Swap "pixel-accurate" for "exact" in everything from the start of the rows down through the line containing "positive clicks: (30, 186)", and write out those lines with nothing else changed.

→ Record excerpts:

■ ■ ■ ■ ■ ■ ■

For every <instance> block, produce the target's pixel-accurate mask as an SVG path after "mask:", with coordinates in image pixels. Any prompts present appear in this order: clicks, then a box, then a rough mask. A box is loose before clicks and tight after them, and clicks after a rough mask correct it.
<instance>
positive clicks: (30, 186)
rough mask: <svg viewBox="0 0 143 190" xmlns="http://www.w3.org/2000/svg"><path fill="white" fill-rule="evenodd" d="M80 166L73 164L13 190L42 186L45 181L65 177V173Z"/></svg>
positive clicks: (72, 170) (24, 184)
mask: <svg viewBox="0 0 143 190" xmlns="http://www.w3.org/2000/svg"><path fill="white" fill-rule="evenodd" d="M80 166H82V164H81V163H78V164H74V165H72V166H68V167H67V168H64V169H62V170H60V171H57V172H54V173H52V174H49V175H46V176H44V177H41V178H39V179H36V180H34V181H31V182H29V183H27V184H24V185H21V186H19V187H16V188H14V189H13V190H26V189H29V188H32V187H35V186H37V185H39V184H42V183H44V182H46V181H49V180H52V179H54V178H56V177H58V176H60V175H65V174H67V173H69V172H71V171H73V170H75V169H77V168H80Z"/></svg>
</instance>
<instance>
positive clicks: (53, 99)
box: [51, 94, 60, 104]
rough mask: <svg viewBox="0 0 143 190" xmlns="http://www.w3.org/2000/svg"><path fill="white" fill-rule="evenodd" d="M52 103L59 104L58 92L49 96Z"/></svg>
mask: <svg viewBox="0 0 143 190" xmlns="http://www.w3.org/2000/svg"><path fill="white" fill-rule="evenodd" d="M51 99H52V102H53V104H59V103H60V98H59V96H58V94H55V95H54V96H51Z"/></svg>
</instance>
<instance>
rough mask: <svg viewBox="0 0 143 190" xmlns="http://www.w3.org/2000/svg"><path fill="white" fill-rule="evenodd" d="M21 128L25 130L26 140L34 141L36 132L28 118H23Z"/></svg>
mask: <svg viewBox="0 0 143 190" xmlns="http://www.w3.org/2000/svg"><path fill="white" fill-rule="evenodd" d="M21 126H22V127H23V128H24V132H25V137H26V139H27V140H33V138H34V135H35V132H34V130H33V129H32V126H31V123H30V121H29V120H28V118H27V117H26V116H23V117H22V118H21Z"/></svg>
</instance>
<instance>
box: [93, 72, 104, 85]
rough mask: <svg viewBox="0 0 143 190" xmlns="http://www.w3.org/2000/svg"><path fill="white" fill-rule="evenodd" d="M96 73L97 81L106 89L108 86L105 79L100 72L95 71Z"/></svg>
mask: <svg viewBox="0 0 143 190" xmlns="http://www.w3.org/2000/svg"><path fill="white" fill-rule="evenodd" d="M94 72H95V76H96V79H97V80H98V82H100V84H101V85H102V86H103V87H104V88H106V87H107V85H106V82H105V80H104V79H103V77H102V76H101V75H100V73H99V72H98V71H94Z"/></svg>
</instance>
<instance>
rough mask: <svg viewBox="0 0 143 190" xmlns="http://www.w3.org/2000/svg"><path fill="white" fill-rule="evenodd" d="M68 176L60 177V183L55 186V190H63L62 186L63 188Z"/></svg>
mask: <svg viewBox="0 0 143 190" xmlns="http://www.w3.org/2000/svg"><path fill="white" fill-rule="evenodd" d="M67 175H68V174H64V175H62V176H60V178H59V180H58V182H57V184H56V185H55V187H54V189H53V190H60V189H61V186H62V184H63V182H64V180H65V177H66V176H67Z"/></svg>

■ ■ ■ ■ ■ ■ ■

→ Exercise answer:
For every <instance> block, produce the target's exact mask as an SVG path after "mask:", with coordinates in image pixels. Any prompts present appear in this order: clicks, then a box, then a rough mask. A box is loose before clicks and tight after them, and clicks after a rough mask correct it.
<instance>
positive clicks: (30, 186)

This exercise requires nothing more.